## [PROBLEM DESCRIPTION]
According to the article on moles and skin cancer, roughly how many people are born with a mole?

4 Signs Your Mole May Turn Into Cancer

Moles on your skin are normal most of the time. But there are some situations when you should watch your moles and have them checked out by a dermatologist before they grow into cancer. Here are four situations where a mole can put you at risk of developing skin cancer, or melanoma, and what you can do to prevent it.

You Were Born with a Mole

The average person has 10 to 40 moles on their body by the time they are at the age of 30. Moles normally appear and grow during childhood, adolescence, and into your twenties. But, when a person is born with a mole, or congenital nevi, on their body, the mole has a higher chance of becoming a melanoma. 

Only about 1 in 100 people are born with a mole, but if you or your child is born with this type of congenital nevi, you should watch it closely for any signs it is changing. Then, teach your child how to check it often so they can watch it for signs of cancer.

Watch your congenital nevi closely to see if it grows large quickly, changes shape, or develops different colors. These changes can be signs that this birth mole is growing into cancer and it should be checked by a dermatologist and possibly removed as soon as possible. 

If you have a congenital nevi, you may choose mole removal to avoid any problems with cancer or to deal with cosmetic problems.

You Have an Extra-Large Mole

If you have had a mole since birth that has grown larger than the diameter of a pencil eraser, you are at a higher risk for developing skin cancer. This type of birth mole that grows unusually large is called a dysplastic nevi. And, if you have 10 or more dysplastic nevi, you are 12 times more likely to have melanoma.

Point-per-instance localization data
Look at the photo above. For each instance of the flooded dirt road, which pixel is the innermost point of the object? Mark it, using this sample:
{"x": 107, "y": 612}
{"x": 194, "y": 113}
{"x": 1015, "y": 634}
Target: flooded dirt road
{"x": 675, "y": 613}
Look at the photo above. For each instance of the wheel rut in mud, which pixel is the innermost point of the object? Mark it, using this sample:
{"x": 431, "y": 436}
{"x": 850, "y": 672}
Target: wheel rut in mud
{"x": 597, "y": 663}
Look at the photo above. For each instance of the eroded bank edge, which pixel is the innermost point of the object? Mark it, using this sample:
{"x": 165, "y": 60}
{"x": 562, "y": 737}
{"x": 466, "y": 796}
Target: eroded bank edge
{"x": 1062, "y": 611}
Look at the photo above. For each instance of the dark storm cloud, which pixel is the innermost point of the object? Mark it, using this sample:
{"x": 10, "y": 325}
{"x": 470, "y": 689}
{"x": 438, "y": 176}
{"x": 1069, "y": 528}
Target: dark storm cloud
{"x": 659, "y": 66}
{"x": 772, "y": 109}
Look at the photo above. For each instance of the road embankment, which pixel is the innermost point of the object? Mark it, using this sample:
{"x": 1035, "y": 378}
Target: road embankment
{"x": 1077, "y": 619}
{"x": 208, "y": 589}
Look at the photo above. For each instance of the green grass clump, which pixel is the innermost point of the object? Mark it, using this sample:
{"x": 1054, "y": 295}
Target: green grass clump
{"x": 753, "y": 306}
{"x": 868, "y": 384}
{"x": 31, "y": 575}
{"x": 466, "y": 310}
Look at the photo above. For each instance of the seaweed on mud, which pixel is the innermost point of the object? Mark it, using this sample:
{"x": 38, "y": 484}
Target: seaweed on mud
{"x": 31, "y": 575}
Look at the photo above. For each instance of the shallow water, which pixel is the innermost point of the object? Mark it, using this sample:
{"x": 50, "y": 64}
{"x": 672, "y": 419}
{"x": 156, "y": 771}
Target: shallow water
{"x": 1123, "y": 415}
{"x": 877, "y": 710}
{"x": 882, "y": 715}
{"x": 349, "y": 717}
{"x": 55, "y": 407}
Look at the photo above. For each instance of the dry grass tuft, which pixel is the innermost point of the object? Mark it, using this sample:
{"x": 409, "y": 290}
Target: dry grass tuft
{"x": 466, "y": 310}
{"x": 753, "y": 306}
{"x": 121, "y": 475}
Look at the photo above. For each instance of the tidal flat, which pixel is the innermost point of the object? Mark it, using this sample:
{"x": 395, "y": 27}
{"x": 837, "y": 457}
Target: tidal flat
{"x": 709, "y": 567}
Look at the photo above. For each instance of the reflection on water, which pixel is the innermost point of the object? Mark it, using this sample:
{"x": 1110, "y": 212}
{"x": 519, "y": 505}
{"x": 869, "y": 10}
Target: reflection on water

## [EXERCISE RESPONSE]
About 1 in 100 people.